== ARTICLE ==
┄┄┄┄┄┄

Guest blog: Rare and Risky Love

As part of a collaborative blog series on the topic of Risky Love, guest blogger Kathy Izard writes about falling in love and the risk of loving when you know loss is inevitable.


Forty-two days.

That’s how long I had known Charlie before he blurted out over the remnants of a trout almandine dinner, “Will you marry me?” There was no champagne and for that matter, no ring, because this guy I had met only six-weeks before had not really thought about his proposal before his life-altering question left his mouth.

I don’t remember what we had been talking about that might have made those indelible words escape his lips before he could recant them. As his question hung between us, it was a tense moment because there was no assurance of how I might react. My response came with a caveat

“I don’t think you meant to say that,” I told him. “So if you can even remember the question in thirty minutes, I will give you an answer.”

He smiled. We drank a little wine. I tried not to show how desperately I wanted him to remember the question. He did. I said Yes.

Photo by Elias Maurer on Unsplash

It was a risky love for both of us. We were betting a lifetime on a perfect stranger.

When our parents answered their 1985 landlines, they were politely supportive as we gushed in the excitement of our news. I had never met Charlie’s parents, and he had only once had a meal with mine. As my mom and dad hung up their phone in El Paso, Texas and his parents in Rye, New York, I imagine all four shook their heads with the exact same disbelief. They might have even asked the same question, “Do you think she’s pregnant?”

My sister was less tactful. “Really, Kathy, you don’t know a thing about him. Just live with the guy. Don’t marry him.”

To be fair, she was right. There was so much I didn’t know and we were a mismatch in many ways. Charlie was exactly a foot taller and one hundred pounds heavier than I was. He was accustomed to northern snow and I was at home in the western desert. He balanced his checkbook to the exact penny, and I opened my monthly statements only if notified that I had bounced a check. But over the past six weeks, we had dinner every night after work and formal dates every weekend. Throughout the course of those meals, we had agreed on all of life’s pressing issues in an increasing order of seriousness.

Italian, yes. Sushi, no.
Dogs, yes. Cats, no.
Football, yes. Baseball, no.

┄┄┄┄┄┄

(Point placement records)
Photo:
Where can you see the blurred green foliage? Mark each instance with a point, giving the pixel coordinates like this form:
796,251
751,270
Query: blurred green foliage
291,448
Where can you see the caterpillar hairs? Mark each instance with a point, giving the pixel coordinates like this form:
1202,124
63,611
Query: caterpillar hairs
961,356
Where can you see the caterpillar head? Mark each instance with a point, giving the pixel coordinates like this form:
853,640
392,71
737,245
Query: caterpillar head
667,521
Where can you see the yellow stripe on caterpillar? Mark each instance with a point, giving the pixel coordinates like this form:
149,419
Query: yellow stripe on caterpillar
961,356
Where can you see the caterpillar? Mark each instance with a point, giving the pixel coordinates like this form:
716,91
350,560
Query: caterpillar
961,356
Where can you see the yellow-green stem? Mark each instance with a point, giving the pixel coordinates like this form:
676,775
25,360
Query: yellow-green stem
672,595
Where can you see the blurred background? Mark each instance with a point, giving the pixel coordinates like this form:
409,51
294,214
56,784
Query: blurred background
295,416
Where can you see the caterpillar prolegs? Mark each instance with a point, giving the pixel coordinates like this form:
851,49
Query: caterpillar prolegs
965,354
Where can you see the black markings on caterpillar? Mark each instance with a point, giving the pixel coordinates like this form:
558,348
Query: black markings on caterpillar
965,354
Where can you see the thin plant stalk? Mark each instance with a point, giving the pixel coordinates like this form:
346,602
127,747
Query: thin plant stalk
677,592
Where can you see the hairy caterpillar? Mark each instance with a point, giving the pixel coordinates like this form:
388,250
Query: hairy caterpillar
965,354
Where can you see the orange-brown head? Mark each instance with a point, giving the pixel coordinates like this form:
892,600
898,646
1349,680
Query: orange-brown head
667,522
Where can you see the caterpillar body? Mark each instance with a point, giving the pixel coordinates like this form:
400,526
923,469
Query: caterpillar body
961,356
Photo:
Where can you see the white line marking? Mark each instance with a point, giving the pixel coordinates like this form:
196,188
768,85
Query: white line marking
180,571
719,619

┄┄┄┄┄┄

== GIVEN REQUEST A ==
Transcribe everything in the Risky Love blog post from "My sister was" down to "yes. Baseball, no.".
== GIVEN REQUEST B ==
Pick up the Risky Love blog post after its last line and keep writing in the same voice.

== RESPONSE A ==
My sister was less tactful. “Really, Kathy, you don’t know a thing about him. Just live with the guy. Don’t marry him.”

To be fair, she was right. There was so much I didn’t know and we were a mismatch in many ways. Charlie was exactly a foot taller and one hundred pounds heavier than I was. He was accustomed to northern snow and I was at home in the western desert. He balanced his checkbook to the exact penny, and I opened my monthly statements only if notified that I had bounced a check. But over the past six weeks, we had dinner every night after work and formal dates every weekend. Throughout the course of those meals, we had agreed on all of life’s pressing issues in an increasing order of seriousness.

Italian, yes. Sushi, no.
Dogs, yes. Cats, no.
Football, yes. Baseball, no.

== RESPONSE B ==
A promise must be kept.
Character counts.
Trust requires no exceptions.
Children, yes. Lots of them.

Despite my sister’s warning, we were married within the year on March 8, 1986. At our rehearsal dinner, however, the brevity of our courtship did cross my mind. As groomsmen offered toasts to their good friend, I remember thinking, “Almost everyone here knows Charlie better than I do.”

I wonder how many of those guests kept the gift receipts for our wedding presents anticipating a quick return. Beyond all odds, we made it past the seven-year itch and by our eighth anniversary, we had been blessed with four daughters. The next two decades would roll by in a blur of diapers, Saturday morning pancakes, parent teacher conferences, soccer games, and graduations. There would be dinners our girls giggled milk through their noses and moments Charlie and I held our sides in laughter at some of their silliness. There would be times one of our daughters shrieked at her sister in fury as well as times Charlie and I could barely a muster a good night peck for each other. No matter how angry, we always ended every night with a kiss—marriage advice heeded from his parents.

All those years ago while I had waited impatiently for Charlie to re-issue his proposal, I didn’t know any of that. I only knew that the first time I saw Charlie at a crowded backyard keg party something inside me whispered, Yes. Him.

When I had solemnly whispered the words, ‘til death do us part, I know now, I did not understand them. It wasn’t until thirty years later when I witnessed Charlie’s cardiac monitor collapse to a flat green line that I realized my heart stopped as well. For seven minutes, which felt longer than the three decades we had been together, I believed Charlie, my soulmate, was gone. The nurse, who called a Code Blue and hurried Charlie’s still body away from me, believed so, too.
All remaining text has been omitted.